** START Data to process **
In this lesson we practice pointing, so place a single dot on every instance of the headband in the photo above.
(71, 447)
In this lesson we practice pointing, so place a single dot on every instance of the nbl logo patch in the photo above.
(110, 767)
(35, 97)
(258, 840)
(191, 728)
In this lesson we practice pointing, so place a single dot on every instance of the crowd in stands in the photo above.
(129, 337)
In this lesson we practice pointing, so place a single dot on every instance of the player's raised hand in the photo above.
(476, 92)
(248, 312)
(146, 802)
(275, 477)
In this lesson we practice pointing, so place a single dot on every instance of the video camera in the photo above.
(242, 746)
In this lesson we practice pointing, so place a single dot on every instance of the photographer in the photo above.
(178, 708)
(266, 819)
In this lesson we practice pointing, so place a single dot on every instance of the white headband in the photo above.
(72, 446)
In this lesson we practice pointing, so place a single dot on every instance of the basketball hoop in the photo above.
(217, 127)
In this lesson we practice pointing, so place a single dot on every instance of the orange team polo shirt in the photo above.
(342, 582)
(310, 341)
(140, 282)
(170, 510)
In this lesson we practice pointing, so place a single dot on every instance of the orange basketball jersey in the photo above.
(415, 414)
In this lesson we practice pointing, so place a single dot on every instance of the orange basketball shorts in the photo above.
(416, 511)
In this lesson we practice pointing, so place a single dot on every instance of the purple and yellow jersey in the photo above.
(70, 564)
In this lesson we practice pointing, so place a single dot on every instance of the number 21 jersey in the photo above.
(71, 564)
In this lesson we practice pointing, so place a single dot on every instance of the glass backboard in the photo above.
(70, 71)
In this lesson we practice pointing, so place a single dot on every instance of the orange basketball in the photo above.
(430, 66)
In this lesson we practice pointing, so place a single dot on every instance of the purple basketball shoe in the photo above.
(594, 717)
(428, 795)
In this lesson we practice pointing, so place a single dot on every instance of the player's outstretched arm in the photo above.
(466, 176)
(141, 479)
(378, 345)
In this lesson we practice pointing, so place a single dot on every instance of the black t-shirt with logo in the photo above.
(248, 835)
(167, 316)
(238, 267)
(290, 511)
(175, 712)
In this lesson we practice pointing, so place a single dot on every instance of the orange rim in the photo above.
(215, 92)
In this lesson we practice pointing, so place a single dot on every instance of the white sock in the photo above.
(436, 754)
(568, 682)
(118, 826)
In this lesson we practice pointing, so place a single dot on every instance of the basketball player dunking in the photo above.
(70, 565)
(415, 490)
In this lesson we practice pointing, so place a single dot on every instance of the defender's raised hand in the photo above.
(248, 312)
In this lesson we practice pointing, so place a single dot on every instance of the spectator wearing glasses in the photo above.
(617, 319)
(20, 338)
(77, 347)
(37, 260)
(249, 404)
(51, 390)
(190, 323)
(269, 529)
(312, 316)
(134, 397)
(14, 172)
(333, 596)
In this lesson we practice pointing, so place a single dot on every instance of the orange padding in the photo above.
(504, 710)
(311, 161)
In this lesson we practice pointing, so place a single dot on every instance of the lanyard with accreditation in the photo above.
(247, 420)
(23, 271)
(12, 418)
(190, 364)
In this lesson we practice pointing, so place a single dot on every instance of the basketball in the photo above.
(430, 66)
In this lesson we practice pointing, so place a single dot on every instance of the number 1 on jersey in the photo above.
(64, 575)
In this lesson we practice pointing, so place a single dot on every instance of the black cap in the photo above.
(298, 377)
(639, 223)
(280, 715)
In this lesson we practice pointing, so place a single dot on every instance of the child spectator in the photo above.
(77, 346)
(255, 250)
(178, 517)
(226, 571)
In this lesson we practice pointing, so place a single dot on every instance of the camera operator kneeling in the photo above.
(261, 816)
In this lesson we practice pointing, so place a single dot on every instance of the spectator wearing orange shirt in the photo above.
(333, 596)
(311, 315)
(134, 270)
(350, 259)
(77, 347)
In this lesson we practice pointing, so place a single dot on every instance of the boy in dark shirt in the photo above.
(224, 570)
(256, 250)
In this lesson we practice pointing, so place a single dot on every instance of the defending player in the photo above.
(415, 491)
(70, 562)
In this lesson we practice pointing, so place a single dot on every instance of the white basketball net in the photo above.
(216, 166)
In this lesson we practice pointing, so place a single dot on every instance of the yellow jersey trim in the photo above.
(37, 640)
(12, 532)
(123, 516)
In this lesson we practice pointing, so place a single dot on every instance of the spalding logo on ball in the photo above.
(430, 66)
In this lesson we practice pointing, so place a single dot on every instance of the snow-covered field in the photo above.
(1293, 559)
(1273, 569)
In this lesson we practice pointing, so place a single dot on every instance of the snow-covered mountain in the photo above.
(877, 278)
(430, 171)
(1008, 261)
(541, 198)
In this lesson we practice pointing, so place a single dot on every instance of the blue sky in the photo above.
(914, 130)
** END Data to process **
* **Short task**
Reproduce the material above without altering a single character.

* **Full response**
In this lesson we practice pointing, so place a single dot on every instance of the headband in the photo above.
(71, 447)
In this lesson we practice pointing, so place a single dot on every instance of the nbl logo patch in the photo above.
(110, 767)
(35, 97)
(258, 840)
(191, 728)
In this lesson we practice pointing, so place a single dot on every instance of the crowd in stands in the photo above.
(129, 337)
In this lesson we practice pointing, so place a single dot on every instance of the player's raised hand in the photo above.
(476, 92)
(248, 312)
(146, 802)
(275, 477)
In this lesson we practice pointing, so place a single dot on every instance of the video camera in the photo above.
(242, 746)
In this lesson we practice pointing, so place a single dot on every instance of the photographer in the photo above.
(178, 708)
(266, 819)
In this lesson we practice pointing, so place a single dot on every instance of the white headband in the photo above.
(72, 446)
In this lesson we practice pointing, so place a single dot on every instance of the basketball hoop in the photo above.
(217, 127)
In this lesson we practice pointing, so place a single dot on every instance of the orange team polo shirt in the photo above.
(342, 582)
(310, 341)
(140, 282)
(170, 510)
In this lesson we practice pointing, so place a single dot on every instance of the orange basketball jersey in the photo above.
(415, 414)
In this lesson we practice pointing, so place a single dot on every instance of the orange basketball shorts in the photo above.
(416, 511)
In this lesson we practice pointing, so place a single dot on every instance of the purple and yellow jersey in the photo above.
(70, 564)
In this lesson we practice pointing, so place a single dot on every instance of the number 21 jersey in the photo above.
(71, 564)
In this lesson we practice pointing, so place a single dot on every instance of the glass backboard in the photo above.
(70, 71)
In this lesson we practice pointing, so place a single dot on every instance of the orange basketball in the photo above.
(430, 66)
In this lesson we practice pointing, so place a single dot on every instance of the purple basketball shoe in the photo above.
(594, 717)
(428, 795)
In this lesson we practice pointing, so place a single dot on every instance of the player's outstretched arm in the photo above.
(466, 176)
(141, 479)
(378, 345)
In this lesson we practice pointing, so place a single dot on every instance of the black t-shirt with logo in the photo above.
(248, 835)
(167, 316)
(238, 267)
(290, 511)
(175, 712)
In this lesson we practice pointing, so place a single dot on every instance of the orange rim in the photo above.
(215, 92)
In this lesson we practice pointing, so place a single dot on every instance of the white sock in the photo above.
(436, 754)
(568, 682)
(118, 826)
In this lesson we practice pointing, so place a single dot on every instance of the basketball player dunking in the photo above.
(70, 565)
(415, 490)
In this lesson we practice pointing, so place a single dot on every instance of the defender's raised hand in the photo above.
(248, 312)
In this lesson we practice pointing, so place a single dot on every instance of the spectator wearing glasses in the photo above.
(617, 319)
(20, 338)
(77, 347)
(37, 260)
(249, 404)
(51, 390)
(190, 323)
(269, 529)
(312, 316)
(134, 397)
(14, 172)
(333, 596)
In this lesson we practice pointing, so place a single dot on every instance of the orange padding in the photo above.
(504, 710)
(311, 161)
In this lesson we practice pointing, so place a single dot on every instance of the lanyard with accreditation in the photo above.
(247, 420)
(23, 271)
(12, 418)
(190, 364)
In this lesson we practice pointing, so place a single dot on every instance of the basketball in the photo above.
(430, 66)
In this lesson we practice pointing, so place a single dot on every instance of the number 1 on jersey in the photo above.
(64, 575)
In this lesson we practice pointing, so place a single dot on every instance of the black cap in the photo above.
(298, 377)
(639, 223)
(280, 715)
In this lesson we practice pointing, so place a single dot on every instance of the child spectator in the photo above.
(77, 346)
(255, 250)
(178, 517)
(226, 571)
In this lesson we practice pointing, so place a single dot on every instance of the camera operator kneeling in the photo above.
(261, 816)
In this lesson we practice pointing, so place a single dot on every instance of the spectator wearing orange shirt in the photo above.
(333, 596)
(311, 315)
(134, 270)
(350, 259)
(77, 347)
In this lesson we practice pointing, so place a single dot on every instance of the boy in dark shirt in the photo above.
(224, 570)
(256, 250)
In this lesson we practice pointing, so place a single dot on every instance of the defending player in the photo above.
(415, 491)
(70, 562)
In this lesson we practice pointing, so place a single dot on every instance of the white basketball net in the photo above.
(216, 166)
In this lesson we practice pointing, so place a single dot on every instance of the yellow jersey trim in the photo above.
(37, 640)
(12, 532)
(123, 516)
In this lesson we practice pointing, so place a single dot on every instance of the spalding logo on ball in the photo above.
(430, 66)
In this lesson we practice pointing, so place a single dot on every instance of the snow-covered field in the photo above.
(1293, 559)
(1273, 569)
In this lesson we practice pointing, so place a single dot on every instance of the snow-covered mountain in the photo above.
(877, 278)
(430, 171)
(1008, 261)
(541, 198)
In this lesson we practice pointing, so place a single dot on every instance of the blue sky in the photo above.
(914, 130)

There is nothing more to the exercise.